Supplied passage start

The lawsuit further complicates the already-tangled legal status of the Deferred Action for Childhood Arrivals (DACA) initiative. Instituted by Barack Obama, the programme offers work permits and protection from deportation to unauthorised immigrants who arrived in the United States as children and maintained clean criminal records.
While he has intermittently voiced support for DACA recipients, Mr Trump announced last year he would let the programme expire. He has since sought unsuccessfully to use an extension of the programme - or of an even more expansive offering for young immigrants - as a bargaining chip in his push for a border wall.
But courts have thwarted Mr Trump’s efforts to end DACA. Multiple judges have ruled against the administration and compelled the government to let people with DACA status apply for renewals; last week, a judge sent further by ruling that qualified immigrants be allowed to apply for the first time.
Texas Attorney General Ken Paxton said he was suing the Trump administration to try and counteract those rulings, calling the legal challenge an effort to restore “the rule of law”.

Supplied passage end

Given problem 1 | Render only the part of the entries below that opens with the line containing "Tag every instance of the bird's orange" and closes with the last line of the entries, both ends included, as a Markdown table with the columns Row and Line, numbering each row and leaving out blank lines.

Input for this task start

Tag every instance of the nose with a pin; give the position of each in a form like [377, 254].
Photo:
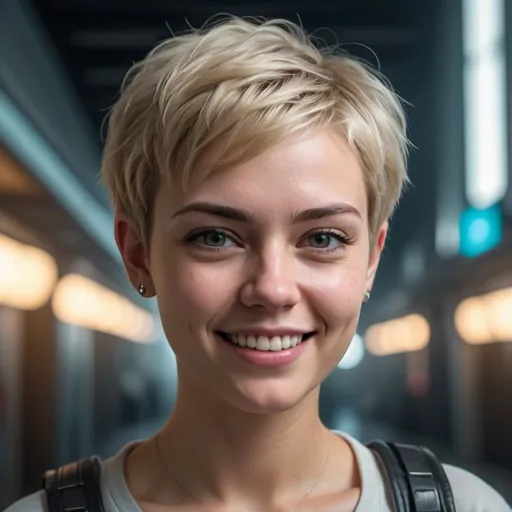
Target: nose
[271, 284]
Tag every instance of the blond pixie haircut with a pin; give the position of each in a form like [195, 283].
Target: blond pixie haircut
[216, 97]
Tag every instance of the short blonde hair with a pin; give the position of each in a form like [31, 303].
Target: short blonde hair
[222, 95]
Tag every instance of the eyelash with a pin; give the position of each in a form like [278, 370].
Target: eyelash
[193, 237]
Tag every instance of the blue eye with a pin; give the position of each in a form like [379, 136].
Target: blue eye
[324, 240]
[213, 238]
[327, 240]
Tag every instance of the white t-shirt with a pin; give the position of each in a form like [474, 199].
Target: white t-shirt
[470, 493]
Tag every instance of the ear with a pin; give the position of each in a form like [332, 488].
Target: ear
[134, 253]
[375, 254]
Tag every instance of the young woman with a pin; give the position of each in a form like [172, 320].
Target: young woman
[253, 177]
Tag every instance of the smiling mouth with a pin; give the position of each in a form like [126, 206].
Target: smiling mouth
[265, 343]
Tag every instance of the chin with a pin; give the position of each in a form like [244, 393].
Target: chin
[266, 398]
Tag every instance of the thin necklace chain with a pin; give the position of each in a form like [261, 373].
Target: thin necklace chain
[171, 474]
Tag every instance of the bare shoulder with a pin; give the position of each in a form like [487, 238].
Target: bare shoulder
[33, 503]
[472, 494]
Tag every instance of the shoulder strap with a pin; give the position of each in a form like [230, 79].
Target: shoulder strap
[416, 479]
[74, 487]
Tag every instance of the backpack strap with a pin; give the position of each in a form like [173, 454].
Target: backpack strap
[415, 477]
[74, 487]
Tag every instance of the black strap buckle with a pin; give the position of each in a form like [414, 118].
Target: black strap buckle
[75, 487]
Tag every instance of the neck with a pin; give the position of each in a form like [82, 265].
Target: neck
[219, 452]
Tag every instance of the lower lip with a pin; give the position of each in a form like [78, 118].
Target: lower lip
[269, 357]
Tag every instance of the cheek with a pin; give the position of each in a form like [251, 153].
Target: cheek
[188, 291]
[337, 295]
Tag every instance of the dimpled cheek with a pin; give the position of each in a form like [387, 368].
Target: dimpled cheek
[198, 295]
[338, 301]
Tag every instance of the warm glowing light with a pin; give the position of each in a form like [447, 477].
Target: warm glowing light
[27, 275]
[485, 319]
[80, 301]
[407, 334]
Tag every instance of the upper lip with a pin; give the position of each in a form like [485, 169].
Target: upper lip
[270, 331]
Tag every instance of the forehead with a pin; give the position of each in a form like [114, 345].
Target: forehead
[302, 172]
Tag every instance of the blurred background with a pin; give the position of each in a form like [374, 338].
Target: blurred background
[84, 367]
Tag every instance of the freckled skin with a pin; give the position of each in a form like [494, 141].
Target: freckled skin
[268, 272]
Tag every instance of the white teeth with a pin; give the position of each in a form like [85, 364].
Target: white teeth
[264, 343]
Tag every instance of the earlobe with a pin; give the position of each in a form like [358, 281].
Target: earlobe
[134, 253]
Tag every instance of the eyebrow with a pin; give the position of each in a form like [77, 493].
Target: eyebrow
[239, 215]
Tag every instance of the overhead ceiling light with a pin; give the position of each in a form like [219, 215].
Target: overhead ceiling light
[27, 275]
[80, 301]
[485, 319]
[407, 334]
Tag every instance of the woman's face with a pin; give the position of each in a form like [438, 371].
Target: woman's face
[270, 252]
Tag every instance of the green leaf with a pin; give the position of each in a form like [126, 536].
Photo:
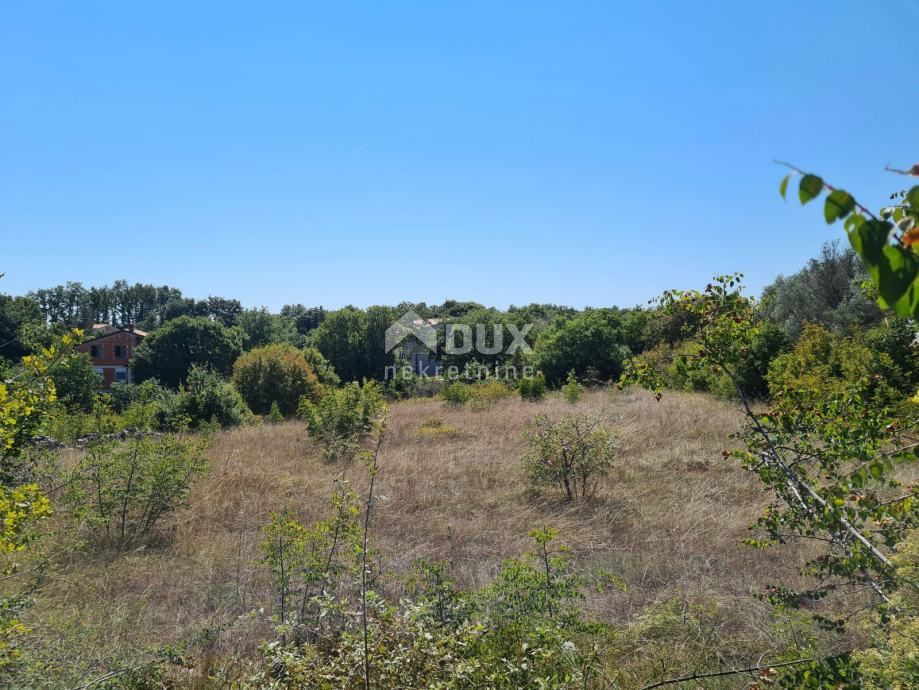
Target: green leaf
[839, 204]
[810, 188]
[783, 187]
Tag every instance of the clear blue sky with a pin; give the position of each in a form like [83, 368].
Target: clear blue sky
[505, 152]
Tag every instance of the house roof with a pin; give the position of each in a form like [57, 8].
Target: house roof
[104, 330]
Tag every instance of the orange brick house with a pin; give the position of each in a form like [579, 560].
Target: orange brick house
[110, 348]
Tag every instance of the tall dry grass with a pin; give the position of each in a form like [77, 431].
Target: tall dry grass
[668, 521]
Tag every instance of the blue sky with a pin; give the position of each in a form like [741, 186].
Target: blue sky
[504, 152]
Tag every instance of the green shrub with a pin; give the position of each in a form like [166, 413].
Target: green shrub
[572, 390]
[435, 428]
[275, 374]
[342, 416]
[456, 394]
[572, 454]
[480, 396]
[274, 415]
[123, 489]
[517, 633]
[824, 365]
[532, 388]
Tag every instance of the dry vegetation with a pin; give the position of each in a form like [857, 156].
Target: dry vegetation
[669, 522]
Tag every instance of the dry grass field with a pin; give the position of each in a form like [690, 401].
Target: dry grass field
[668, 521]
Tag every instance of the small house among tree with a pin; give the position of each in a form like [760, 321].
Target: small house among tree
[110, 349]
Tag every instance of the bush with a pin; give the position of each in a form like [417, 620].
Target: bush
[342, 416]
[591, 339]
[480, 396]
[532, 388]
[516, 633]
[456, 394]
[274, 415]
[572, 390]
[573, 454]
[275, 374]
[435, 428]
[123, 490]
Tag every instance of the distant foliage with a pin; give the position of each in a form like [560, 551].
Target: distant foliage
[572, 454]
[518, 633]
[827, 292]
[260, 328]
[342, 417]
[76, 382]
[209, 398]
[532, 388]
[572, 390]
[275, 374]
[824, 365]
[169, 353]
[274, 414]
[122, 490]
[324, 370]
[593, 339]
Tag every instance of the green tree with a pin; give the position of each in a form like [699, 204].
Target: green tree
[574, 454]
[260, 327]
[325, 372]
[354, 342]
[827, 291]
[591, 340]
[208, 397]
[169, 353]
[76, 382]
[275, 374]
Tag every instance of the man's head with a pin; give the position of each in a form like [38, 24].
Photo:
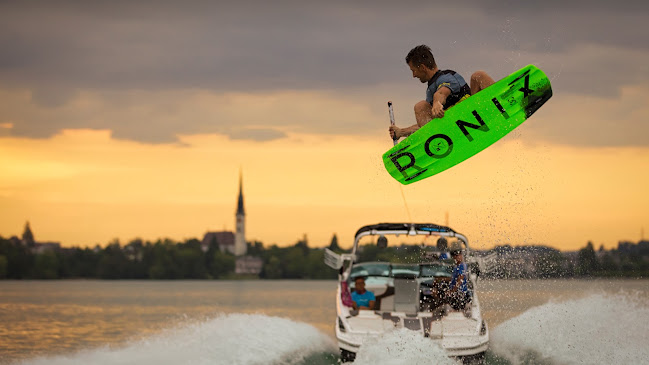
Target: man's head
[421, 62]
[456, 251]
[359, 284]
[442, 244]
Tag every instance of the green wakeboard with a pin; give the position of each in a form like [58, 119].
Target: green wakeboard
[469, 126]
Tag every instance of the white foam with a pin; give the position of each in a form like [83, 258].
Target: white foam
[401, 347]
[599, 329]
[228, 339]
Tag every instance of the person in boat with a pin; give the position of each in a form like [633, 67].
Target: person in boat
[363, 299]
[459, 295]
[442, 247]
[445, 89]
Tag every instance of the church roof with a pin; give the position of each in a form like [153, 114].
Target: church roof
[224, 238]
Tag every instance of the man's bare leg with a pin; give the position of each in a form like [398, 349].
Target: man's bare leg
[480, 81]
[423, 113]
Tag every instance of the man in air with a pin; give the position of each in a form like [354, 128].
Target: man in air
[445, 89]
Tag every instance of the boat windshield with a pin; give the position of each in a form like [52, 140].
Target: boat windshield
[371, 269]
[430, 270]
[383, 269]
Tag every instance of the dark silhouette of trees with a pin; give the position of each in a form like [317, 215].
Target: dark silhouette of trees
[167, 259]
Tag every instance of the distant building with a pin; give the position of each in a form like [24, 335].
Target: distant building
[248, 265]
[224, 239]
[235, 242]
[37, 247]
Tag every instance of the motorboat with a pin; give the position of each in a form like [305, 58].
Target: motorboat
[408, 295]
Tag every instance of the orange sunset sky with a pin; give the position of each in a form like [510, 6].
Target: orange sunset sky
[123, 121]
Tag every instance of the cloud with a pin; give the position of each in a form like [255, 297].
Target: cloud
[136, 69]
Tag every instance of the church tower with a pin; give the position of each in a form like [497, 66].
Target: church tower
[240, 235]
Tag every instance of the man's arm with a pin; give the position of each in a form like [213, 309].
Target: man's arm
[396, 132]
[436, 111]
[439, 99]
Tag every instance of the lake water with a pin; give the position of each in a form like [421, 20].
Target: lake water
[291, 322]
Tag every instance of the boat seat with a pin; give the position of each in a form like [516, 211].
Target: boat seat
[406, 295]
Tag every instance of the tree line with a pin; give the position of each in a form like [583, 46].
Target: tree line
[168, 259]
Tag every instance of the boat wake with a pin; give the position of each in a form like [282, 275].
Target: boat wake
[228, 339]
[598, 329]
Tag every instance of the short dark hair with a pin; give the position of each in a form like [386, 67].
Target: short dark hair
[421, 55]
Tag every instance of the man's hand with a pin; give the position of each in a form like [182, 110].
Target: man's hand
[438, 110]
[395, 132]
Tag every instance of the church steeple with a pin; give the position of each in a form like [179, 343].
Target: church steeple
[240, 210]
[240, 246]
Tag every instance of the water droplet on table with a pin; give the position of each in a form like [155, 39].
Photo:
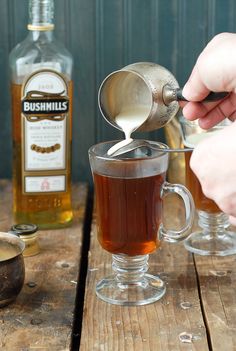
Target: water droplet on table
[185, 305]
[186, 337]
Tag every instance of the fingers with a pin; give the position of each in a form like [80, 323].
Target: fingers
[210, 114]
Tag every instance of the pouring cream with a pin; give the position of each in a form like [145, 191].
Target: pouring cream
[129, 120]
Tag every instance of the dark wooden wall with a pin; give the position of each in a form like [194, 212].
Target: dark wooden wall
[105, 35]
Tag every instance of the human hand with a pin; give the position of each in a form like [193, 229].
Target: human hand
[215, 70]
[214, 163]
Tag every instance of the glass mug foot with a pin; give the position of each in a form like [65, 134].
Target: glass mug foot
[130, 285]
[221, 244]
[213, 238]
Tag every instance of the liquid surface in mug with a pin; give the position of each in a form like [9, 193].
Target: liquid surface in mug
[129, 213]
[8, 251]
[202, 202]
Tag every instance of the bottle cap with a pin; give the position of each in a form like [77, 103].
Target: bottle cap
[28, 233]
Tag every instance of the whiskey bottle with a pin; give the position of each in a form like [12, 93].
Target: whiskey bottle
[41, 90]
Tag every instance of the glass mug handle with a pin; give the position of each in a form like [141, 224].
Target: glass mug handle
[177, 235]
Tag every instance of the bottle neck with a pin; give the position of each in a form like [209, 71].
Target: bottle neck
[41, 15]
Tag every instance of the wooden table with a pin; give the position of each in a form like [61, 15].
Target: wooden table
[61, 312]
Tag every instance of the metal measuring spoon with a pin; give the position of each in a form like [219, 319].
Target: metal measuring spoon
[133, 144]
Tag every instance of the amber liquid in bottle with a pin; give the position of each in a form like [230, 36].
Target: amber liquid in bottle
[41, 89]
[42, 208]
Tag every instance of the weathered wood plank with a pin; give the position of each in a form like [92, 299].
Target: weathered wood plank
[152, 327]
[42, 316]
[217, 276]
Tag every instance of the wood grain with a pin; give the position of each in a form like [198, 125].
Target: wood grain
[154, 327]
[41, 318]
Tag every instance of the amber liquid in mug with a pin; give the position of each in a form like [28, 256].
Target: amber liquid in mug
[129, 213]
[202, 202]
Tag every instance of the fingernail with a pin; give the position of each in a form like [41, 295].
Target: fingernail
[185, 90]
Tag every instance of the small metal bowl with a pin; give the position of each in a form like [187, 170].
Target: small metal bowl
[12, 268]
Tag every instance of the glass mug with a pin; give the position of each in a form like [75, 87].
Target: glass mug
[129, 192]
[213, 238]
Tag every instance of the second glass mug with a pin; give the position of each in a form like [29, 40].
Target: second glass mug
[129, 192]
[213, 238]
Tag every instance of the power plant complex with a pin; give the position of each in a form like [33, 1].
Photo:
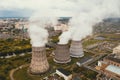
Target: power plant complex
[39, 63]
[76, 49]
[62, 54]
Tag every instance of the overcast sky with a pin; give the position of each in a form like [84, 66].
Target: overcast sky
[48, 7]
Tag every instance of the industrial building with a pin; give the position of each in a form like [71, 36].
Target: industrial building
[62, 54]
[39, 63]
[76, 49]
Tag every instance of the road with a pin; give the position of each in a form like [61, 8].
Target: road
[14, 70]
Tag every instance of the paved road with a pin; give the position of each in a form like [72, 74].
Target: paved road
[13, 70]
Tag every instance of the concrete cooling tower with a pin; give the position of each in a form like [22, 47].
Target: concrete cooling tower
[76, 49]
[39, 63]
[62, 54]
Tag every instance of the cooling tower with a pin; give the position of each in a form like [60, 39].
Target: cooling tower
[62, 54]
[76, 49]
[39, 63]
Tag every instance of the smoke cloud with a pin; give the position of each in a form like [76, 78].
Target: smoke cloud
[84, 13]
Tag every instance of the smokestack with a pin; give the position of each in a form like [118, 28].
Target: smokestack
[39, 63]
[62, 54]
[76, 49]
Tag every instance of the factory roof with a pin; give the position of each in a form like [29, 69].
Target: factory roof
[85, 59]
[113, 69]
[112, 58]
[65, 72]
[118, 47]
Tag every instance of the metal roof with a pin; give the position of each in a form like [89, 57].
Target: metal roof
[113, 69]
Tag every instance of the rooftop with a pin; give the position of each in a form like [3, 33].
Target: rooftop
[112, 58]
[113, 69]
[65, 72]
[85, 59]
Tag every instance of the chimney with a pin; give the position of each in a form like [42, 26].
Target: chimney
[62, 54]
[39, 63]
[76, 49]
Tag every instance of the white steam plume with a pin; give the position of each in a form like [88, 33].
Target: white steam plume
[38, 33]
[84, 13]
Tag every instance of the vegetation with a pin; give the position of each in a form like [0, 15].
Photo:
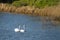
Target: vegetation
[36, 3]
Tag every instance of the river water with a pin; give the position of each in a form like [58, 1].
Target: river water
[37, 28]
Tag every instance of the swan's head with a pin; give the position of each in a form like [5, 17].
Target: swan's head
[16, 30]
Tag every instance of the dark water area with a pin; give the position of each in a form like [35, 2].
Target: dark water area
[36, 27]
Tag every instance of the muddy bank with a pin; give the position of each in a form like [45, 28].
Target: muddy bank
[53, 12]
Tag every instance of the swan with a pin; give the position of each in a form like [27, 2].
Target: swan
[19, 29]
[16, 30]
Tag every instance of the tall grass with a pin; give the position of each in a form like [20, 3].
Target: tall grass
[36, 3]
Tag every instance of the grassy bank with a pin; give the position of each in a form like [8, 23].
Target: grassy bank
[52, 11]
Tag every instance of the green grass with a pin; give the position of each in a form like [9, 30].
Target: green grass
[36, 3]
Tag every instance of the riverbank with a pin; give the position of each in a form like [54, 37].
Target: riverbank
[53, 11]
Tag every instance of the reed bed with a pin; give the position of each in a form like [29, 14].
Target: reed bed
[52, 12]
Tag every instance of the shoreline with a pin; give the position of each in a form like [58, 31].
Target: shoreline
[53, 11]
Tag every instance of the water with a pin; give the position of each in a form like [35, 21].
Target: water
[36, 28]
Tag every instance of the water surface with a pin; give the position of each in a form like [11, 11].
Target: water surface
[36, 27]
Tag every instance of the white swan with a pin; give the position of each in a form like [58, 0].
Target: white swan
[19, 29]
[16, 30]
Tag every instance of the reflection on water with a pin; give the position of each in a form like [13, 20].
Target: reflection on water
[37, 28]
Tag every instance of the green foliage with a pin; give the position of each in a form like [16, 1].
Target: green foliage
[36, 3]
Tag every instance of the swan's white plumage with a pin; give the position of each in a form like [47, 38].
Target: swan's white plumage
[22, 30]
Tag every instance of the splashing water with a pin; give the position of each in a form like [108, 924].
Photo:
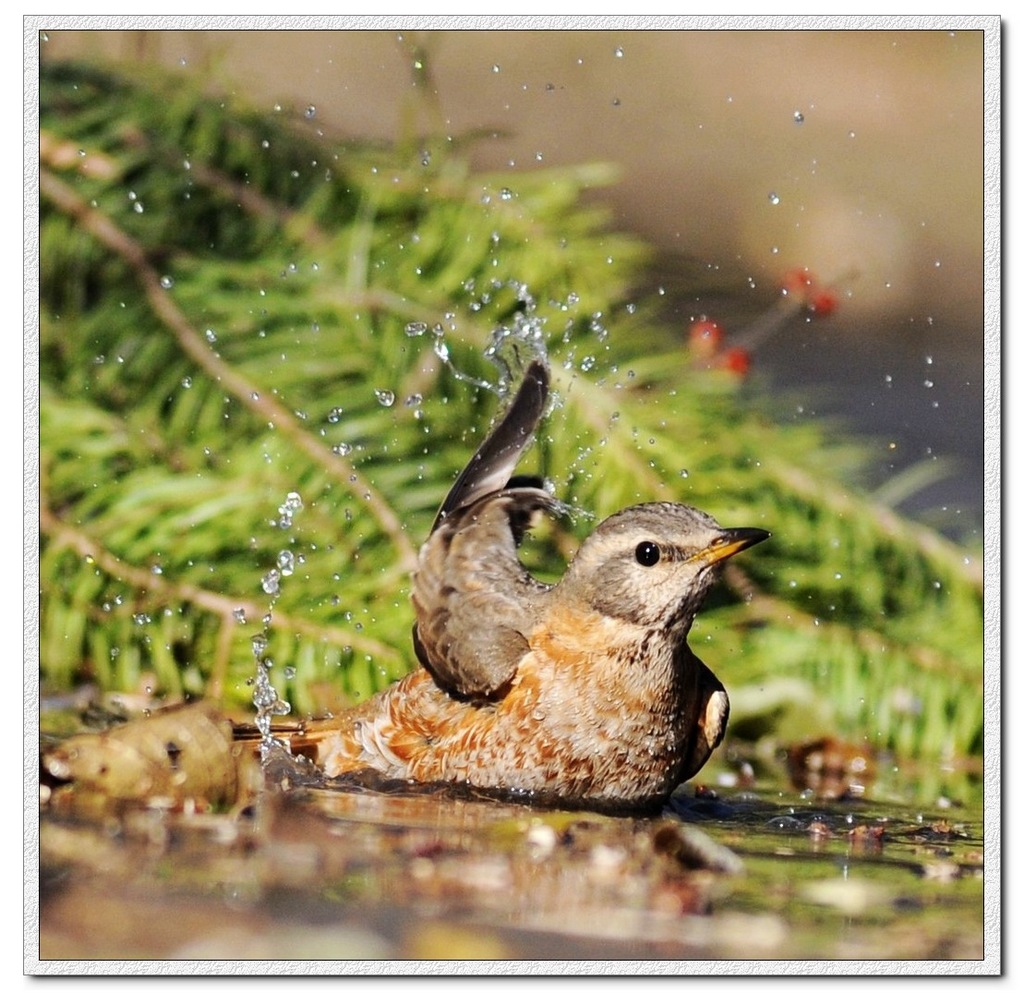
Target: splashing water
[268, 703]
[512, 346]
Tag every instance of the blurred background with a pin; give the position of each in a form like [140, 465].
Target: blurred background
[855, 154]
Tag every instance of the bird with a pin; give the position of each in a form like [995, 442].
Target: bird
[582, 693]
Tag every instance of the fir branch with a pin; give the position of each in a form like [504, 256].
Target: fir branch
[253, 398]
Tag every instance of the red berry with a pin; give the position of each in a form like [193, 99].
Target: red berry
[802, 283]
[736, 361]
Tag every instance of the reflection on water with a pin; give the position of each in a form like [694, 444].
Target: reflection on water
[343, 872]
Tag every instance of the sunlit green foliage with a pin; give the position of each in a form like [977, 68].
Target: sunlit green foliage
[225, 296]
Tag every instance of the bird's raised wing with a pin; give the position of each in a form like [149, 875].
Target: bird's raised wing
[492, 466]
[474, 601]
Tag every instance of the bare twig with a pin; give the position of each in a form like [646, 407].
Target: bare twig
[251, 395]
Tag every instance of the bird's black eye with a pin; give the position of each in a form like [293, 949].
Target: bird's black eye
[648, 553]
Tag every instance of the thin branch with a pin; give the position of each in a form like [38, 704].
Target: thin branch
[222, 605]
[251, 395]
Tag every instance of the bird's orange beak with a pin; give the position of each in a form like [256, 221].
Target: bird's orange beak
[728, 543]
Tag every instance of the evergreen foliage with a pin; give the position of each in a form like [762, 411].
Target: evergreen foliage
[226, 301]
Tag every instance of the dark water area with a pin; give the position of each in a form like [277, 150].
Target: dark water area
[923, 406]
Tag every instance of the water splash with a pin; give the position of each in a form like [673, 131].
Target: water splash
[512, 346]
[265, 698]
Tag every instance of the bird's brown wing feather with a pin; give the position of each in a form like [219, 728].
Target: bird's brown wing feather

Input for this task end

Given problem 2 | Pull out the passage on the DACA lawsuit from above and reproduce it in full, word for word.

Expected output 1 |
| Row | Line |
|---|---|
| 1 | Tag every instance of the bird's orange beak with a pin; give the position of each in a form like [256, 221]. |
| 2 | Target: bird's orange beak |
| 3 | [728, 543] |
| 4 | Tag every instance of the evergreen foliage with a pin; give the position of each in a form like [762, 411]. |
| 5 | Target: evergreen foliage |
| 6 | [226, 301] |
| 7 | Tag every instance of the dark water area with a pin; give the position of each in a form like [277, 150]. |
| 8 | Target: dark water area |
| 9 | [923, 406] |
| 10 | Tag every instance of the water splash with a pin; give the position of each in a form like [673, 131]. |
| 11 | Target: water splash |
| 12 | [512, 346] |
| 13 | [265, 698] |
| 14 | Tag every instance of the bird's brown wing feather with a pin; give the position of each in a form like [219, 728]. |
| 15 | Target: bird's brown wing feather |

Expected output 2 |
The lawsuit further complicates the already-tangled legal status of the Deferred Action for Childhood Arrivals (DACA) initiative. Instituted by Barack Obama, the programme offers work permits and protection from deportation to unauthorised immigrants who arrived in the United States as children and maintained clean criminal records.
While he has intermittently voiced support for DACA recipients, Mr Trump announced last year he would let the programme expire. He has since sought unsuccessfully to use an extension of the programme - or of an even more expansive offering for young immigrants - as a bargaining chip in his push for a border wall.
But courts have thwarted Mr Trump’s efforts to end DACA. Multiple judges have ruled against the administration and compelled the government to let people with DACA status apply for renewals; last week, a judge sent further by ruling that qualified immigrants be allowed to apply for the first time.
Texas Attorney General Ken Paxton said he was suing the Trump administration to try and counteract those rulings, calling the legal challenge an effort to restore “the rule of law”.